» TASK: Present every line of the records below as a numbered list, leaving out any blank lines.

» STORED ROWS:
#####

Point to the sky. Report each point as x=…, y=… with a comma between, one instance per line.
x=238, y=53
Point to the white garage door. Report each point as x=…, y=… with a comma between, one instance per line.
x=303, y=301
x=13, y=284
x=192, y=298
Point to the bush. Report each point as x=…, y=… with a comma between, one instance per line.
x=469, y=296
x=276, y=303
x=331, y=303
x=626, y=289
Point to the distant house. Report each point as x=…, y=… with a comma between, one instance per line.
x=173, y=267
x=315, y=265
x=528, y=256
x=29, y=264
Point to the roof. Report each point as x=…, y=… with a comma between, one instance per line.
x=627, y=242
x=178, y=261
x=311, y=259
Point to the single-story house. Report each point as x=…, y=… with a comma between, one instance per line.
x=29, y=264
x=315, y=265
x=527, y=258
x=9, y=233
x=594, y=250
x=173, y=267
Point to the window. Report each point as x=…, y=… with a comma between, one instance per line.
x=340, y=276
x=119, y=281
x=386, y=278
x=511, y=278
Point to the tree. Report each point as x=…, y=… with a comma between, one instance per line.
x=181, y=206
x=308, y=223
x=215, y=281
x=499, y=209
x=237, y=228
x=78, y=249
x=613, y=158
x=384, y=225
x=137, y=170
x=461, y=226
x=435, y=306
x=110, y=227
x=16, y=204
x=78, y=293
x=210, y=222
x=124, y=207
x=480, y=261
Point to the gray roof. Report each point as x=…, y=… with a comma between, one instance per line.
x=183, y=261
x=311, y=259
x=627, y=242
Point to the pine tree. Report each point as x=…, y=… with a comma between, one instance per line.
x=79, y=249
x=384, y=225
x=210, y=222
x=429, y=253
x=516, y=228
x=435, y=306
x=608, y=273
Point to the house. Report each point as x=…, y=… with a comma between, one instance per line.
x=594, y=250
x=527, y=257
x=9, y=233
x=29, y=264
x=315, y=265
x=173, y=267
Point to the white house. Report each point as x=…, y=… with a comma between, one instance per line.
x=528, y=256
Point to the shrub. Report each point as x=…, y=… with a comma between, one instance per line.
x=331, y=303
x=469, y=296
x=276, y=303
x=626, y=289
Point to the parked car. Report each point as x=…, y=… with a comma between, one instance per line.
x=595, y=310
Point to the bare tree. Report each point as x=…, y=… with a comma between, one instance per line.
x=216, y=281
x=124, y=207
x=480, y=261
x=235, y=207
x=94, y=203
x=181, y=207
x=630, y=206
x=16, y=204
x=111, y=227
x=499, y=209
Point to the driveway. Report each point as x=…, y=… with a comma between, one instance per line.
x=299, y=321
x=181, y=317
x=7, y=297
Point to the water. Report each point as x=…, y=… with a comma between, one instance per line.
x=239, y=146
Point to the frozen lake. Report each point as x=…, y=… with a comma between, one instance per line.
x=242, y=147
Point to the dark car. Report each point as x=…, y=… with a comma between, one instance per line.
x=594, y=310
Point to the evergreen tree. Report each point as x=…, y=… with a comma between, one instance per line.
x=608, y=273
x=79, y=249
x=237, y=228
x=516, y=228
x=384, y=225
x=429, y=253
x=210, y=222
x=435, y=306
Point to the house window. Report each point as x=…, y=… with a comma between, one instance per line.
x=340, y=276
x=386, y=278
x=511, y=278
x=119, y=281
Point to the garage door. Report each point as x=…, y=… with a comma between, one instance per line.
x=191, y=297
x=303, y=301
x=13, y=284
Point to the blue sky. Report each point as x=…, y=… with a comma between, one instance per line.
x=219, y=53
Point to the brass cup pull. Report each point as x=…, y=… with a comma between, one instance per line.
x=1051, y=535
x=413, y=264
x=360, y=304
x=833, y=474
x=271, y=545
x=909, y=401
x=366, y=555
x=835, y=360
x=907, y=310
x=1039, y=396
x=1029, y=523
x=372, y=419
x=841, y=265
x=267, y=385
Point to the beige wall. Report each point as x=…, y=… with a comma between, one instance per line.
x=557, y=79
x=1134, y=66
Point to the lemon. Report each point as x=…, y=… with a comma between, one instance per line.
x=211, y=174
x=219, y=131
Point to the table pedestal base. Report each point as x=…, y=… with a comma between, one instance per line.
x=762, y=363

#####

» EXERCISE RESULT:
1. Point to the sky. Report each point as x=…, y=… with a comma between, one instance per line.
2. x=238, y=53
3. Point to the white garage door. Report each point as x=…, y=… with a comma between, one instance per line.
4. x=303, y=301
5. x=13, y=284
6. x=192, y=298
7. Point to the bush. Report each point as x=…, y=… with a comma between, one instance per line.
8. x=469, y=296
9. x=276, y=303
10. x=331, y=303
11. x=626, y=289
12. Point to the distant house. Report each point as x=…, y=… with a comma between, one instance per line.
13. x=173, y=267
14. x=315, y=265
15. x=528, y=256
16. x=29, y=264
17. Point to the roof. Report each point as x=…, y=… with a comma between, one instance per line.
18. x=627, y=242
19. x=178, y=261
20. x=311, y=259
21. Point to the single-story house. Report each point as x=…, y=… with a comma between, one instance per line.
22. x=29, y=264
23. x=315, y=265
24. x=527, y=258
25. x=9, y=233
26. x=594, y=250
27. x=173, y=267
28. Point to the window. Report each point as x=…, y=… with a comma between, one instance per line.
29. x=340, y=276
30. x=119, y=281
31. x=386, y=278
32. x=511, y=278
33. Point to the tree. Report each point as x=…, y=… with a comma between, one instance per line.
34. x=181, y=206
35. x=308, y=223
36. x=215, y=281
37. x=499, y=209
38. x=237, y=228
39. x=78, y=249
40. x=613, y=158
41. x=384, y=225
42. x=137, y=170
43. x=461, y=226
44. x=435, y=306
45. x=110, y=227
46. x=16, y=204
47. x=78, y=293
48. x=210, y=222
49. x=124, y=207
50. x=480, y=261
51. Point to the gray roof. Report each point as x=…, y=… with a comma between, one instance per line.
52. x=183, y=261
53. x=311, y=259
54. x=627, y=242
55. Point to the pine tree. Report each point as x=…, y=… with a comma between, one instance per line.
56. x=79, y=249
57. x=384, y=225
58. x=210, y=222
59. x=429, y=253
60. x=516, y=228
61. x=435, y=306
62. x=608, y=273
63. Point to the house. Report each point as x=…, y=… with a comma between, one instance per line.
64. x=594, y=250
65. x=527, y=257
66. x=9, y=233
67. x=29, y=264
68. x=315, y=265
69. x=173, y=267
70. Point to the white house. Report each point as x=…, y=… with a comma between, one instance per line.
71. x=528, y=256
72. Point to the shrub. Report each point as x=…, y=… with a comma between, one instance per line.
73. x=331, y=303
74. x=469, y=296
75. x=276, y=303
76. x=626, y=289
77. Point to the parked car. Report each point as x=…, y=… with a comma between, one instance per line.
78. x=595, y=310
79. Point to the bare tree. Report each point as x=…, y=… with a comma between, one instance per line.
80. x=216, y=281
81. x=124, y=207
82. x=480, y=261
83. x=235, y=207
84. x=94, y=203
85. x=181, y=207
86. x=630, y=206
87. x=16, y=204
88. x=111, y=227
89. x=499, y=209
90. Point to the driveway. Report each point as x=…, y=… with a comma between, one instance per line.
91. x=299, y=321
92. x=181, y=317
93. x=7, y=297
94. Point to the water. Report each point as x=…, y=… with a comma between, one instance per line.
95. x=239, y=146
96. Point to the frozen lake. Report each point as x=…, y=… with a comma between, one instance per line.
97. x=242, y=147
98. Point to the dark car. Report each point as x=…, y=… with a comma between, one instance per line.
99. x=594, y=310
100. Point to the evergreen tree. Report each point as x=…, y=… with a comma between, one instance per line.
101. x=608, y=273
102. x=79, y=249
103. x=237, y=228
104. x=516, y=228
105. x=384, y=225
106. x=429, y=253
107. x=210, y=222
108. x=435, y=306
109. Point to the house window. Report each point as x=…, y=… with a comma between, one instance per line.
110. x=340, y=276
111. x=386, y=278
112. x=511, y=278
113. x=119, y=281
114. Point to the garage door. Report each point as x=…, y=… with a comma between, one instance per line.
115. x=191, y=297
116. x=303, y=301
117. x=13, y=284
118. Point to the blue sky. Report each point as x=…, y=… with a comma between, one instance per line.
119. x=219, y=53
120. Point to the brass cup pull. Report each point as x=…, y=… with a comma between, one instance per line.
121. x=1051, y=535
122. x=413, y=264
123. x=360, y=304
124. x=833, y=474
125. x=271, y=545
126. x=909, y=401
127. x=366, y=555
128. x=835, y=360
129. x=907, y=310
130. x=1039, y=396
131. x=1029, y=523
132. x=372, y=419
133. x=841, y=265
134. x=267, y=385
135. Point to the beige wall. Report each point as x=…, y=… with a comma between, one instance per line.
136. x=557, y=79
137. x=1134, y=66
138. Point to the lemon. Report each point as x=…, y=… with a comma between, one instance per line.
139. x=211, y=174
140. x=219, y=131
141. Point to the table pedestal base. Report each point as x=…, y=… with a comma between, one instance per line.
142. x=762, y=363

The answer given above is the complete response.